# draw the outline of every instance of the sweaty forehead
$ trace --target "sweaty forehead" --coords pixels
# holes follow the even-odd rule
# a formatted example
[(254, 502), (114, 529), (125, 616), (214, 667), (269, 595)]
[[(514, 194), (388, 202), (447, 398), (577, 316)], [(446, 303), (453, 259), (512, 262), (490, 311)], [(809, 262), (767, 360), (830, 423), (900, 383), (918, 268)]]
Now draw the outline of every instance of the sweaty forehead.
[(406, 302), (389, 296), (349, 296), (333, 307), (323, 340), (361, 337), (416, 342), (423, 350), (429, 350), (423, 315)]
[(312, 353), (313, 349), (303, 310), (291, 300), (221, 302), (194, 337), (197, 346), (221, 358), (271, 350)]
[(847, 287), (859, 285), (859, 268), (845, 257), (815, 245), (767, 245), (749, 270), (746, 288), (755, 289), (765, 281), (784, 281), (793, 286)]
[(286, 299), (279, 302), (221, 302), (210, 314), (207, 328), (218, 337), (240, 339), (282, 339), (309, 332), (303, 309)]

* * * *

**What to produce:** All lines of the data are to be repeated exactly as they stand.

**Exercise response:**
# draw the outline of every instance of the sweaty forehead
$ trace --target "sweaty forehead" --coords pixels
# holes follow the even-odd rule
# a formatted example
[(254, 502), (114, 529), (125, 616), (214, 667), (269, 595)]
[[(514, 194), (388, 202), (447, 398), (577, 316)], [(446, 303), (453, 259), (512, 262), (490, 311)], [(809, 262), (767, 360), (830, 423), (900, 383), (918, 268)]]
Now draw the outline of every instance of the sweaty forehead.
[(406, 302), (389, 296), (349, 296), (333, 307), (323, 340), (361, 337), (416, 342), (423, 350), (429, 350), (423, 315)]
[(312, 353), (313, 349), (303, 310), (291, 300), (221, 302), (194, 337), (197, 346), (221, 358), (271, 350)]
[(847, 287), (859, 285), (859, 268), (845, 257), (815, 245), (767, 245), (749, 270), (746, 288), (755, 289), (765, 281), (784, 281), (793, 286)]
[(286, 299), (279, 302), (221, 302), (210, 314), (207, 328), (218, 337), (240, 339), (282, 339), (309, 332), (303, 309)]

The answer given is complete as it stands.